» **Task objective**
Extract each line of the listing below that contains the word "capped", treating uppercase and lowercase letters as distinct.

» **Provided information**
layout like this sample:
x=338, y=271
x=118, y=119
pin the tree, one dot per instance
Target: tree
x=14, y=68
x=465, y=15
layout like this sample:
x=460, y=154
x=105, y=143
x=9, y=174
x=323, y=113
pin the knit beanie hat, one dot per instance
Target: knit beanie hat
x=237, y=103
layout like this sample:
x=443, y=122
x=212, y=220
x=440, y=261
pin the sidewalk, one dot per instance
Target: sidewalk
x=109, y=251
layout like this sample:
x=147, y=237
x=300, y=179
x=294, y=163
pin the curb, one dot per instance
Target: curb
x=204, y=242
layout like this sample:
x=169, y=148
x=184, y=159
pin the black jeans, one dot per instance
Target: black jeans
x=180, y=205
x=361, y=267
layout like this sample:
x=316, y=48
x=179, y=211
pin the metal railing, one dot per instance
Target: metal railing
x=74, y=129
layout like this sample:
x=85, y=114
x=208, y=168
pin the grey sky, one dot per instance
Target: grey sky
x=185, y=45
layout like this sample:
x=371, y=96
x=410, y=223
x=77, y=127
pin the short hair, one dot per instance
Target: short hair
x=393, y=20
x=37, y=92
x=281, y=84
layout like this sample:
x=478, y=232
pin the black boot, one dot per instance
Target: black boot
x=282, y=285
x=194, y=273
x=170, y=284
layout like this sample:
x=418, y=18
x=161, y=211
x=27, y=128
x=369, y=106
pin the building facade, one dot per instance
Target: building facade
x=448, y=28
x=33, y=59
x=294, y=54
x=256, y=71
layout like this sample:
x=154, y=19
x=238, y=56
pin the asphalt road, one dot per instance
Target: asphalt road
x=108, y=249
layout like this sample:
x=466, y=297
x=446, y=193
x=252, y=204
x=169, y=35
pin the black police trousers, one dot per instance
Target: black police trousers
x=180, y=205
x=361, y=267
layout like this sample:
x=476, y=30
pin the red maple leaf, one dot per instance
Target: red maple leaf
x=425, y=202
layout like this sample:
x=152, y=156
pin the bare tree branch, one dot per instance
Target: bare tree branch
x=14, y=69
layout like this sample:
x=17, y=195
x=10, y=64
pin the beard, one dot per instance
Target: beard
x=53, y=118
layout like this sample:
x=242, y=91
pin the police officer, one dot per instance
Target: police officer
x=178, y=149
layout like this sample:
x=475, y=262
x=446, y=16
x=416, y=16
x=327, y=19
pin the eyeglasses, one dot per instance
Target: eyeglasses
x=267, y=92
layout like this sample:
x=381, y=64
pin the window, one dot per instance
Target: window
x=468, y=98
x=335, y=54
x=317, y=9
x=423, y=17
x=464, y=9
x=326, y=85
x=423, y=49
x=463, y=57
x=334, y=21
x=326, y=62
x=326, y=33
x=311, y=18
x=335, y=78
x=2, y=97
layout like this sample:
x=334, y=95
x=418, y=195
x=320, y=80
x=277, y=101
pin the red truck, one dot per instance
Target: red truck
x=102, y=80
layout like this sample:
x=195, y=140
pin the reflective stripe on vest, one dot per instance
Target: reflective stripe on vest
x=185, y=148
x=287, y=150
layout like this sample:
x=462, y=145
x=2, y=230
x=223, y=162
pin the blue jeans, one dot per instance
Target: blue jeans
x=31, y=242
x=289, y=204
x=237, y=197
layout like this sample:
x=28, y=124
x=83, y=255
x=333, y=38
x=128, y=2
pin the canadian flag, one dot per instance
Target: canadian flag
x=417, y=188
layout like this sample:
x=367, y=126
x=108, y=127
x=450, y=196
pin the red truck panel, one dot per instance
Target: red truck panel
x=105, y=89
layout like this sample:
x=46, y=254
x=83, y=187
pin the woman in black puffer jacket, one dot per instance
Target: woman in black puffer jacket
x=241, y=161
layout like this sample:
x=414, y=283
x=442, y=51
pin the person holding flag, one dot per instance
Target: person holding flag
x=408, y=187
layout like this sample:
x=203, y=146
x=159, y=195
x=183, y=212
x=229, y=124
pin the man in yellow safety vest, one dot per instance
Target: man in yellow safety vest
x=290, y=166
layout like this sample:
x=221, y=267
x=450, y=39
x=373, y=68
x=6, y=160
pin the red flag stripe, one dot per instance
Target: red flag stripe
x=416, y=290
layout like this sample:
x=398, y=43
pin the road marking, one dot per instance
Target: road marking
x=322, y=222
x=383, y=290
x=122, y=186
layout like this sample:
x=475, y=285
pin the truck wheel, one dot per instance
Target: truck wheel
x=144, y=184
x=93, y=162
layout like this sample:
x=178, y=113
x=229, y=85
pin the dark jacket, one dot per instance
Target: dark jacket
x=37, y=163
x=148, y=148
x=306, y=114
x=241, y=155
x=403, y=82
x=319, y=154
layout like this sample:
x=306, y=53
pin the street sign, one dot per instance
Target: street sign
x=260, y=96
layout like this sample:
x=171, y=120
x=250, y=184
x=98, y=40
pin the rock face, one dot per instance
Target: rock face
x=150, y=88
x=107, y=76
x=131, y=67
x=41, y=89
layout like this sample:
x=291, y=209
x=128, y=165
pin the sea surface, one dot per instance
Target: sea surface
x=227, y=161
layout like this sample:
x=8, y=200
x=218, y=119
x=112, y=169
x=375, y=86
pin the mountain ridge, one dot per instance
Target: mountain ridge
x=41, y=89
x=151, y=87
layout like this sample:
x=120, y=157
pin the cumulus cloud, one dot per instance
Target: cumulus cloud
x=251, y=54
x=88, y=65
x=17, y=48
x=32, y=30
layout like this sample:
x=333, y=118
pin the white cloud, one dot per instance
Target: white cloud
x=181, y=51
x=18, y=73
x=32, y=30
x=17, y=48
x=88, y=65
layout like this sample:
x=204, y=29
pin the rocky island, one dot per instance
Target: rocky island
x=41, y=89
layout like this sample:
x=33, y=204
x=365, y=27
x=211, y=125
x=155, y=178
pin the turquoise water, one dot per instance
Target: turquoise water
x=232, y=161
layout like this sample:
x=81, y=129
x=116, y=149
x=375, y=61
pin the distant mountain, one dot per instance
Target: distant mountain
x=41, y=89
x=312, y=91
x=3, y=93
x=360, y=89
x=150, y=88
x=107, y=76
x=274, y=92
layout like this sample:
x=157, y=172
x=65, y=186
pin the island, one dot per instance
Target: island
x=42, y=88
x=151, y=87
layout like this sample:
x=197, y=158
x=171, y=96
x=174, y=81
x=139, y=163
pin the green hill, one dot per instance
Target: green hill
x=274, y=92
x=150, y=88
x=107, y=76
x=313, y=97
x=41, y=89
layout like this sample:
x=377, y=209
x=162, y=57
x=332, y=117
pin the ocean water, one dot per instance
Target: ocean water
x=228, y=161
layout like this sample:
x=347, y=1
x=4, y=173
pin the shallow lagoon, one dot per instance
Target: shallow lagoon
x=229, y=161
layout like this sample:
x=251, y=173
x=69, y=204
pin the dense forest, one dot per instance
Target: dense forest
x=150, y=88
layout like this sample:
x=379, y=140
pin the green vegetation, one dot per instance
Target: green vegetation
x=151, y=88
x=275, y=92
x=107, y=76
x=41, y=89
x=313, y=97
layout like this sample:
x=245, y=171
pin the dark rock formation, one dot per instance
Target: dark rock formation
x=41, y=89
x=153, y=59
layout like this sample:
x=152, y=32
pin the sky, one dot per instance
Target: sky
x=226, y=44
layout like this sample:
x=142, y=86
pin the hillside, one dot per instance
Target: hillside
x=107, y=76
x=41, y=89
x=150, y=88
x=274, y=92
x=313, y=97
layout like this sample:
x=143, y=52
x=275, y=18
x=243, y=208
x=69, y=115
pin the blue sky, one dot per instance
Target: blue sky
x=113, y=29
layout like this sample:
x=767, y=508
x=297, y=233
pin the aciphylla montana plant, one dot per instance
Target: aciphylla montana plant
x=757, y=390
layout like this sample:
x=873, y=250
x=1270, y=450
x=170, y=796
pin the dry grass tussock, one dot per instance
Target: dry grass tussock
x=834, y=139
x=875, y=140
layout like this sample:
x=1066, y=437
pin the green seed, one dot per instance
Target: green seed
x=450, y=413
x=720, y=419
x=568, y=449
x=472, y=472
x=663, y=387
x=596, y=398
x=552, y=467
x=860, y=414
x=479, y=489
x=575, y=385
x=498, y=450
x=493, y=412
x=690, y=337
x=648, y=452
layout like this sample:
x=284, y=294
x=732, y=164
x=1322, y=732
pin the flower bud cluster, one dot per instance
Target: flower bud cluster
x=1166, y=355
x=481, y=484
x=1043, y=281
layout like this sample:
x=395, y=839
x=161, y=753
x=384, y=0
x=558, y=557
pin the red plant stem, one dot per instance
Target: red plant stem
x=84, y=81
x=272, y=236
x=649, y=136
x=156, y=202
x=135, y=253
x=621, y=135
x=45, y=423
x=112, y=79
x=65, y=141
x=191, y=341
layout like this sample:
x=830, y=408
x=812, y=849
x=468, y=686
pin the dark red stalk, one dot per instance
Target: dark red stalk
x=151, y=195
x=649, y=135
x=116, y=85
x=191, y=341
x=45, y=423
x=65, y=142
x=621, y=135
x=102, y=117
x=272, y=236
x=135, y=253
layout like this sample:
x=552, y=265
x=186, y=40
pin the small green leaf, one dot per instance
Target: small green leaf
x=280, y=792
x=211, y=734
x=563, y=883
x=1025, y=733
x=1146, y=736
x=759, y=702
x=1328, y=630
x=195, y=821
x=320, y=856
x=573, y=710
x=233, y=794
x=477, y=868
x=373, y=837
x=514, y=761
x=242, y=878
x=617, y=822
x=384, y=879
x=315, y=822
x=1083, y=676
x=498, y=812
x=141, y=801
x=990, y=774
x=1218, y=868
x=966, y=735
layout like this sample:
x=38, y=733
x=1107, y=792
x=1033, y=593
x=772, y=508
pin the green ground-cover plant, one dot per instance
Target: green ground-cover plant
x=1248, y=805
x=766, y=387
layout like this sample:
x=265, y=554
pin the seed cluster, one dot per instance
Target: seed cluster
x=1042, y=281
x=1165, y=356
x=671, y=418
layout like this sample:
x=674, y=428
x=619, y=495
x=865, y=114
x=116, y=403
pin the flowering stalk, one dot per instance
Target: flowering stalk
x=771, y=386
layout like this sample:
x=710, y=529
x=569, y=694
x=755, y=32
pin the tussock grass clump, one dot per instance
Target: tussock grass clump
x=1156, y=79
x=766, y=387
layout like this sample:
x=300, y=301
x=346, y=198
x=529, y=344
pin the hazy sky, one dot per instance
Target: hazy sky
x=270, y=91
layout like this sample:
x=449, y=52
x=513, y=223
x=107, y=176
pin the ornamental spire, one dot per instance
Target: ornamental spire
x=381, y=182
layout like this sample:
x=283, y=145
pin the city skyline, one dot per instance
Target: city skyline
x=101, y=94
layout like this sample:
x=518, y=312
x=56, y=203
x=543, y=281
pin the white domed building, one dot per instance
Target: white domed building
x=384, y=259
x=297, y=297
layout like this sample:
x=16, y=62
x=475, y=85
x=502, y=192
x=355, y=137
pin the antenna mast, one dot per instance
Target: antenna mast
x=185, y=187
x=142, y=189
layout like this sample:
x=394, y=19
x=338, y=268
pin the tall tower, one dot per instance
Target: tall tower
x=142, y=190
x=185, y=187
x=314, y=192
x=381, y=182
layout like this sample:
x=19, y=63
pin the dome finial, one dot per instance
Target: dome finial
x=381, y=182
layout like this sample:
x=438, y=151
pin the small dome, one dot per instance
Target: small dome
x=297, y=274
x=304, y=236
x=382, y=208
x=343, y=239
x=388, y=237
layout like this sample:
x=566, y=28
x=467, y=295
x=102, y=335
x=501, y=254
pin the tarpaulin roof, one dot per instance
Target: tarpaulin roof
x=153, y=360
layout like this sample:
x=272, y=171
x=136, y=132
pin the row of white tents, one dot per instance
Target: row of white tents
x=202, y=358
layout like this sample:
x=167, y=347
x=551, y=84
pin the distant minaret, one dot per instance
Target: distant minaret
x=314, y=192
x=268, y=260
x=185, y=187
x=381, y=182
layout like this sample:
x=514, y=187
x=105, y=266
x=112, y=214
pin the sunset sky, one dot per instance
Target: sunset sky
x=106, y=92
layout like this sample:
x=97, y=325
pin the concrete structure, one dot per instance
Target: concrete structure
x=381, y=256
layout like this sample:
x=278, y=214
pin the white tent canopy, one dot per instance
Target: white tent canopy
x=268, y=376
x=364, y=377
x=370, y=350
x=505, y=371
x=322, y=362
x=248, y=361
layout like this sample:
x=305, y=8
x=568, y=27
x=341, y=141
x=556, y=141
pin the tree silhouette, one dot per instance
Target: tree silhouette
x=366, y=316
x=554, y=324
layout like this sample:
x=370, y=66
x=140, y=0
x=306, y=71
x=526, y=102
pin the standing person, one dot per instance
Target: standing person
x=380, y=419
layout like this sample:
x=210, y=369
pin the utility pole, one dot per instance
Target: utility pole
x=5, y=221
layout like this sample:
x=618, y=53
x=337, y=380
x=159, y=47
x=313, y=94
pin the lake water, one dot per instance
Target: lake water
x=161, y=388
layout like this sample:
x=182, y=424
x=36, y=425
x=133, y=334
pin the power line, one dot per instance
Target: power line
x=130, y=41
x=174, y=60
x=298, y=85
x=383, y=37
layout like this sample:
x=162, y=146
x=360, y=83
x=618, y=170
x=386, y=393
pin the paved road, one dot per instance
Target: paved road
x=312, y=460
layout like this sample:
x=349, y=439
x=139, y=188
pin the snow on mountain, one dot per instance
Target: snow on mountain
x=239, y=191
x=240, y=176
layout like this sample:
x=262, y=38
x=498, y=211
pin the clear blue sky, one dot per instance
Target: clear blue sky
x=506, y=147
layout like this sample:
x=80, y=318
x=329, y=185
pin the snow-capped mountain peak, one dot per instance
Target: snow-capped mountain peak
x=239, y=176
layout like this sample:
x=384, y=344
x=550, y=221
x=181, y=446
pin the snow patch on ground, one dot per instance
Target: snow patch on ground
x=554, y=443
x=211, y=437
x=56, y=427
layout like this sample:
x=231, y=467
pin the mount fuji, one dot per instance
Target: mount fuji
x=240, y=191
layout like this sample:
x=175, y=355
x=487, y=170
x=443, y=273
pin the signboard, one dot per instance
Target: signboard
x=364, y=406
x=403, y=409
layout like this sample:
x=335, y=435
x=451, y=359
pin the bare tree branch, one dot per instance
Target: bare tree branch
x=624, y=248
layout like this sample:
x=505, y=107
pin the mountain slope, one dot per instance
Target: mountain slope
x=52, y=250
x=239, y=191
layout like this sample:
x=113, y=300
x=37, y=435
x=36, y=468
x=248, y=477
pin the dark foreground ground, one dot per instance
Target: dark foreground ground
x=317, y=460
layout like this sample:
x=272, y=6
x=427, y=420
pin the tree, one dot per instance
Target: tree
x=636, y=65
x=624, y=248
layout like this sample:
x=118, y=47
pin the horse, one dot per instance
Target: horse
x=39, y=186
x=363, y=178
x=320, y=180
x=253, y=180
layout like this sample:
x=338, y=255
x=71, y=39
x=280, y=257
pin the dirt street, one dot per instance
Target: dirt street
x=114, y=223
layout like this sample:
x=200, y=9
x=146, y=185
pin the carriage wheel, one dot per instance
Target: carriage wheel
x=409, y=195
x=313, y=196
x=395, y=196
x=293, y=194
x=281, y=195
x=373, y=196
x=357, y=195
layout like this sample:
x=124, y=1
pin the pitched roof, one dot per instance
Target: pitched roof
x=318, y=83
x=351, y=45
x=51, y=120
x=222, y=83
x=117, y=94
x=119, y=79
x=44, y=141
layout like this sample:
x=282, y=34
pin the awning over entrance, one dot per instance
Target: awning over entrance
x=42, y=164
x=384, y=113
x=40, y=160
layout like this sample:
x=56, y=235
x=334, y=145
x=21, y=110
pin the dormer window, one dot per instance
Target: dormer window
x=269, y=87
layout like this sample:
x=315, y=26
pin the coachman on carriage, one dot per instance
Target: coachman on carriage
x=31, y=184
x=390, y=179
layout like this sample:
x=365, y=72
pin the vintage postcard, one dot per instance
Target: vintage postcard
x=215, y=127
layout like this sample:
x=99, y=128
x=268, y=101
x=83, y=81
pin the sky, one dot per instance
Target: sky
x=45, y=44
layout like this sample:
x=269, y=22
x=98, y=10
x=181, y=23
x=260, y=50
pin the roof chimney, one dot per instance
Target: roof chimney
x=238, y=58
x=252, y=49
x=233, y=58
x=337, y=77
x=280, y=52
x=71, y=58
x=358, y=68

» **Answer to the problem**
pin the snow-capped mountain peak, one dot per instance
Target: snow-capped mountain peak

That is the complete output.